- Text block -

Detailed Description

Complete technical specification and implementation details from the patent document.

The subject disclosure relates to machine learning and artificial intelligence, and specifically to a machine learning architecture with task agnostic embedding-based labeling escalation on fly.

The diagrams depicted herein are illustrative. There can be many variations to the diagrams or the operations described therein without departing from the spirit of this disclosure. For instance, the actions can be performed in a differing order or actions can be added, deleted or modified.

Machine learning (ML) and artificial intelligence (AI) systems face continual challenges related to errors and inaccuracies, which can affect their reliability and the overall user experience. In short, some degree of error and inaccuracies are inevitable within any such system, and a goal of any ML architecture is to minimize these errors and to reduce the recurrence of learned error types (e.g., similar errors). Unfortunately, minimizing errors and reducing error recurrence can be somewhat challenging, especially in the context of content ecosystems and other dynamic environments. These ecosystems are continuously influenced by global events, evolving user behaviors, and emerging content trends, which can rapidly change the landscape in which a machine learning model operates. In other words, the dynamic nature of some tasks makes it difficult to preemptively address all potential error types, as the model(s) may encounter scenarios that were not present in the training data. As a result, classifiers and other underlying ML systems must constantly adapt to new patterns and anomalies to maintain their accuracy and reliability. Additionally, the slow and resource-intensive process of retraining and updating classifiers and other model types further exacerbates the challenge, leaving such systems vulnerable to repeated mistakes that reduce their overall effectiveness in real-time applications.

Existing methods for error detection and correction include reactive pipelines and internal reports. Reactive pipelines allow for the immediate reporting and logging of errors as they occur, while internal reports provide a structured way to document and analyze these errors over time. While reactive pipelines and internal reports help identify some mistake vectors, addressing the root causes of all possible error types remains a complex and time-consuming process. In particular, the complexity and diversity of errors that can arise in dynamic ecosystems such as content moderation make it challenging to develop a one-size-fits-all solution. There is a need for a more efficient, task-agnostic approach to mitigate production mistakes in real-time (that is, “on fly”), ensuring that once an error is detected, similar mistakes are avoided in the future, regardless of the underlying environment and/or ecosystem.

This disclosure introduces a machine learning architecture with task agnostic embedding-based labeling escalation on fly. The proposed system is designed to address the limitations of traditional error detection and correction methods by providing a real-time, adaptive approach to mitigating production mistakes. One of the core ideas of embedding-based labeling escalation on fly is to label the embeddings of prior tasks according to whether the underlying ML system handling the respective task did so correctly or incorrectly. That way, when a new task is received (e.g., a content moderation decision request, etc.) that requires a label (e.g., should this content be allowed or excluded, etc.), a K-nearest neighbors (KNN) search can be made over the embeddings to determine a probability of the new task being correctly or incorrectly handled by the underlying system (e.g., whether a content moderation decision will be right or wrong).

- Written tasks -
[1] Copy the passage of the patent description between "The diagrams depicted" and "deleted or modified.", inclusive, with no changes.
[2] Answer these questions from the patent description:
(a) Which two existing methods for error detection and correction does it name?
(b) What kind of search is made over the embeddings when a new task is received?
(c) What does it give as the meaning of "on fly"?

- Source material -
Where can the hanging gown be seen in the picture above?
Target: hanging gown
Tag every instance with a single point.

- Solutions to each task -
[1]
The diagrams depicted herein are illustrative. There can be many variations to the diagrams or the operations described therein without departing from the spirit of this disclosure. For instance, the actions can be performed in a differing order or actions can be added, deleted or modified.

[2]
(a) Reactive pipelines and internal reports.
(b) A K-nearest neighbors (KNN) search.
(c) In real time.